ACTION ITEM :: Each line in the entries below that contains the word "laptop" counts once. Report how many there are and nothing more.

◆ ◆ ◆ ◆

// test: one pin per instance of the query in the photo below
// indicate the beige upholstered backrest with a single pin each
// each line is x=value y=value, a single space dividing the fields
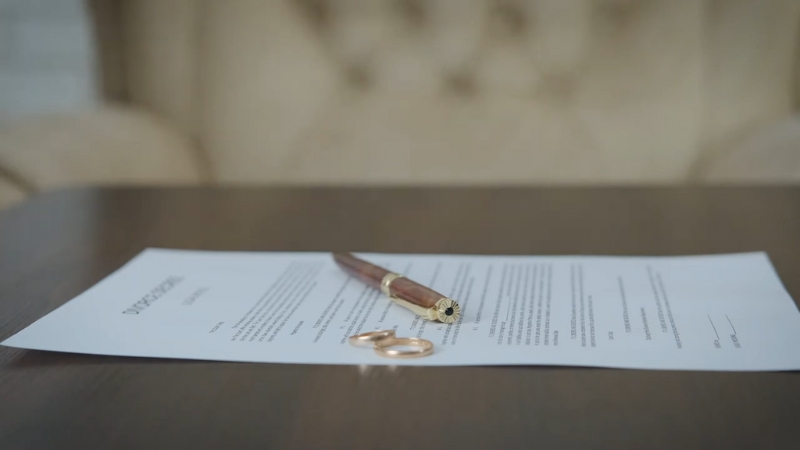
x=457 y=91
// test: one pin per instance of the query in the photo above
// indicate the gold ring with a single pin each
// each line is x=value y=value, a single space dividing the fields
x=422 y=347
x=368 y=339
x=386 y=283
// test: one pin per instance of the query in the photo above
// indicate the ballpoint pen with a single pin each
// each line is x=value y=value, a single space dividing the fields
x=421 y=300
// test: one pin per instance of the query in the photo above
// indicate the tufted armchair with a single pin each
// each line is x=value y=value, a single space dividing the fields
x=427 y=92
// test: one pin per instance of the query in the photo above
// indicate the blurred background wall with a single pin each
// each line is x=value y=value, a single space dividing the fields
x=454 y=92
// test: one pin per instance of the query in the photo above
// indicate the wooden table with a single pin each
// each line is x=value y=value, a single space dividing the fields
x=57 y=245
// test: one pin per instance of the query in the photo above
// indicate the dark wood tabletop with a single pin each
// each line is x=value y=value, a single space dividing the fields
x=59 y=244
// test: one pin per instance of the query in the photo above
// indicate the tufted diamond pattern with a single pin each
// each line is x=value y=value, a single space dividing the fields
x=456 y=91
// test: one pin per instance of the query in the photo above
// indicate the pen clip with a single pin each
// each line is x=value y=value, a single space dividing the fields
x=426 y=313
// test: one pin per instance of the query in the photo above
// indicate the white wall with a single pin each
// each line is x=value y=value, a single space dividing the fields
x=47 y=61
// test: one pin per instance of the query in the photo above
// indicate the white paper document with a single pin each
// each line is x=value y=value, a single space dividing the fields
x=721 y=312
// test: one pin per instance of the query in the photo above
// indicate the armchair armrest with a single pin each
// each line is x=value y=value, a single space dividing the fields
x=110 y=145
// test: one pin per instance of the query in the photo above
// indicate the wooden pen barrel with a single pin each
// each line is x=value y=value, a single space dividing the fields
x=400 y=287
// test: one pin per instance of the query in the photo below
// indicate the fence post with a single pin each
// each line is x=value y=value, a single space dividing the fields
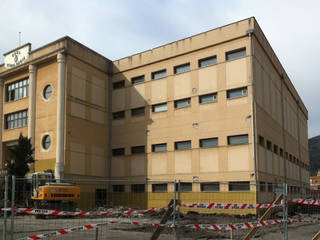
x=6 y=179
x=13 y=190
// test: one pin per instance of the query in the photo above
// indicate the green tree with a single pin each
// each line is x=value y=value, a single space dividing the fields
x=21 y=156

◆ ◆ ◆ ◆

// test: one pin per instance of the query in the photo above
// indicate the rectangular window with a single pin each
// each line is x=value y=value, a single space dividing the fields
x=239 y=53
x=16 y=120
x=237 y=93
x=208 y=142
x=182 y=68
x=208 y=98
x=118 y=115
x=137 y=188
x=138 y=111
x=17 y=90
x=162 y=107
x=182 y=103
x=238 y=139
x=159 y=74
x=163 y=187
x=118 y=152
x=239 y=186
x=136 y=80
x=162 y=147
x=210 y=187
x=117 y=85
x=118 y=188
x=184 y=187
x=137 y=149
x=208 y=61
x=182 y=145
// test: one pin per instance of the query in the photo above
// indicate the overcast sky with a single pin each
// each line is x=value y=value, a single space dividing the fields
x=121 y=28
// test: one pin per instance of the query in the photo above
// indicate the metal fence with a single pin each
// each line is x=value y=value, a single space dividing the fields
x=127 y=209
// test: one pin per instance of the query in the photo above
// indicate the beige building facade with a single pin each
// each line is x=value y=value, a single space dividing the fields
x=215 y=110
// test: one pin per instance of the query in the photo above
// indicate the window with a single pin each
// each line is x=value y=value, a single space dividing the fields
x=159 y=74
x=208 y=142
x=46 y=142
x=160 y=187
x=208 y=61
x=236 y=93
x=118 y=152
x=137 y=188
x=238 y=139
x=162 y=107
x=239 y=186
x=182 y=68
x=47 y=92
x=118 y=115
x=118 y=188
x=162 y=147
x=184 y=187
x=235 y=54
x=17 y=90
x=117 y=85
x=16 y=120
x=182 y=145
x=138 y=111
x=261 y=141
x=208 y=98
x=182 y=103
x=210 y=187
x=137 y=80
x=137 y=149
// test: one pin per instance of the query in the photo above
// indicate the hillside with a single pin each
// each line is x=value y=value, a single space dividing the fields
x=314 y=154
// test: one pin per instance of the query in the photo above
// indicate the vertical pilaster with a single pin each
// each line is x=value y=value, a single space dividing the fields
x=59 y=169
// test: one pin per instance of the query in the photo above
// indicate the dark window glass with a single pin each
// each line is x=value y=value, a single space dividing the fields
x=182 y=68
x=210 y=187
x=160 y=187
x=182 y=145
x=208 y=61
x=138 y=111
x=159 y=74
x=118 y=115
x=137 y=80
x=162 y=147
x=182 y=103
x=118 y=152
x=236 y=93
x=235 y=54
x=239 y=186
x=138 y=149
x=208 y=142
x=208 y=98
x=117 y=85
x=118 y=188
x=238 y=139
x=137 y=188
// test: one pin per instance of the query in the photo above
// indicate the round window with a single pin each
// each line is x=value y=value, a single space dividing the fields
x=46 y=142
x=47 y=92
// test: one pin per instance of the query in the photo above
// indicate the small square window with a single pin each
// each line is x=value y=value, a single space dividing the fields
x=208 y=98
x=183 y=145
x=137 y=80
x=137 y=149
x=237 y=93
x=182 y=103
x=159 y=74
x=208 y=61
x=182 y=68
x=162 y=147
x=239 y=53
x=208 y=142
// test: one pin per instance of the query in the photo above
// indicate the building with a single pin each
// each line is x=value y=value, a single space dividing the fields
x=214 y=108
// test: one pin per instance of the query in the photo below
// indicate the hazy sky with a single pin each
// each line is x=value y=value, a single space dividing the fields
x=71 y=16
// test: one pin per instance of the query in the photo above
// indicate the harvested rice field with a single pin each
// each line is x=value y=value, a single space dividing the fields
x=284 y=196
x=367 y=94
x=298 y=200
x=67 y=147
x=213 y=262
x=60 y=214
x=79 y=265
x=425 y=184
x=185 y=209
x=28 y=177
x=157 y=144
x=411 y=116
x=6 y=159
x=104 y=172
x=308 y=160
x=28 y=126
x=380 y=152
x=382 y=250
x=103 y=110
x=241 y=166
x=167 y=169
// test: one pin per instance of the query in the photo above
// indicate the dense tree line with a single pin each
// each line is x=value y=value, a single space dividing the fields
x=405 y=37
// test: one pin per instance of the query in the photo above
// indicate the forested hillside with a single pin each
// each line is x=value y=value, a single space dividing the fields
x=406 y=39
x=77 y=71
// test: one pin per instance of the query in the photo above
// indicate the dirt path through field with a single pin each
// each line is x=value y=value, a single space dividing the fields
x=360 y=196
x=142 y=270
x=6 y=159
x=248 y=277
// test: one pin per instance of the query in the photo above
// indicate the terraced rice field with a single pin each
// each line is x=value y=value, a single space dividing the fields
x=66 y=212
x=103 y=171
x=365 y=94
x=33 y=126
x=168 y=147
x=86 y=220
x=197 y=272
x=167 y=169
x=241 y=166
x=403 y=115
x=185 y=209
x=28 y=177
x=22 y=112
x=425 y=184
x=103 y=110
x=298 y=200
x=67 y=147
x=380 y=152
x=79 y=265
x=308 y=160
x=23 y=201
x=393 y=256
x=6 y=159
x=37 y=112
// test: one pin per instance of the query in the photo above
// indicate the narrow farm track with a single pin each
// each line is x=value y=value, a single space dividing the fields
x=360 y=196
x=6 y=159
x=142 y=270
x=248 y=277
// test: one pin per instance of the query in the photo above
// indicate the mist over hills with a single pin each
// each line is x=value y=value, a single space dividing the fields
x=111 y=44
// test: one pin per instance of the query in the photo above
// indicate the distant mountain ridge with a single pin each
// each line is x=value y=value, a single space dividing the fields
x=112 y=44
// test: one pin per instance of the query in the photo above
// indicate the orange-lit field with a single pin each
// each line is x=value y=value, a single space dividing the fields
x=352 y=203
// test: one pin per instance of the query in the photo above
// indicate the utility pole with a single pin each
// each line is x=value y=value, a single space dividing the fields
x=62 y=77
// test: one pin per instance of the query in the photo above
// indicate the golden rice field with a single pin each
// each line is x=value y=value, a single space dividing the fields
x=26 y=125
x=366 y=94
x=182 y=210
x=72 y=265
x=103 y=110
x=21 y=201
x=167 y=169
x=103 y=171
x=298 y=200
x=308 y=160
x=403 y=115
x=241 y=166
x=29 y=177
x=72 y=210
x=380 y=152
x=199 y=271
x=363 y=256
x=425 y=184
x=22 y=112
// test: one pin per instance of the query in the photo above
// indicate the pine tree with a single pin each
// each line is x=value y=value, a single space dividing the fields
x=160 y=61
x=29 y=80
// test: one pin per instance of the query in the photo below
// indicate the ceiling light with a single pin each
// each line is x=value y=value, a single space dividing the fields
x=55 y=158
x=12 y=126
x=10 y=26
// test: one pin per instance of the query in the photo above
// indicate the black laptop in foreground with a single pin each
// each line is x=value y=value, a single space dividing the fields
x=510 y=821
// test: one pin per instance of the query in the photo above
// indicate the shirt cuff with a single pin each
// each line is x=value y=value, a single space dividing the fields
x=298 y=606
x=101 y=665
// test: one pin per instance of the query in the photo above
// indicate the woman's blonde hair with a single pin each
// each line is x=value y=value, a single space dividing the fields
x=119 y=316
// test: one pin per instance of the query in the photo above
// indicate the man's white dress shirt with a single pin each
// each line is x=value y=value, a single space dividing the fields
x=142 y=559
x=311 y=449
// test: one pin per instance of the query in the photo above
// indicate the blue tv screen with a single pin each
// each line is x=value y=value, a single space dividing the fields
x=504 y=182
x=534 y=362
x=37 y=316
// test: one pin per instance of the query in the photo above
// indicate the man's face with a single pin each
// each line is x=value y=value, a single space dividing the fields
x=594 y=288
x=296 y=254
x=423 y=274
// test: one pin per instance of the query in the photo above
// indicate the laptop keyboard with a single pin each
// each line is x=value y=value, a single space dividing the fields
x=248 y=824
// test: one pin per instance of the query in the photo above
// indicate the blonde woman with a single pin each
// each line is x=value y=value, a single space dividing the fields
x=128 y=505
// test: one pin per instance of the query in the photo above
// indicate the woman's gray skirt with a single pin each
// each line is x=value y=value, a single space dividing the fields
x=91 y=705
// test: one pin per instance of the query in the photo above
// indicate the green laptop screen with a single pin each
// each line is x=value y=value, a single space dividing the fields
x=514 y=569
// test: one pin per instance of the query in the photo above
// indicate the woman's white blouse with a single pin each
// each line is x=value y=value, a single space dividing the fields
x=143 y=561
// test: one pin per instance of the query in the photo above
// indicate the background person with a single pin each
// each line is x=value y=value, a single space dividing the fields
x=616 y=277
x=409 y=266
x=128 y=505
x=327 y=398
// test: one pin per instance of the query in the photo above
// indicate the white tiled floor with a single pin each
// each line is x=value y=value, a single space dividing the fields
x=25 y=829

◆ ◆ ◆ ◆

SOLVED EXERCISE :: 3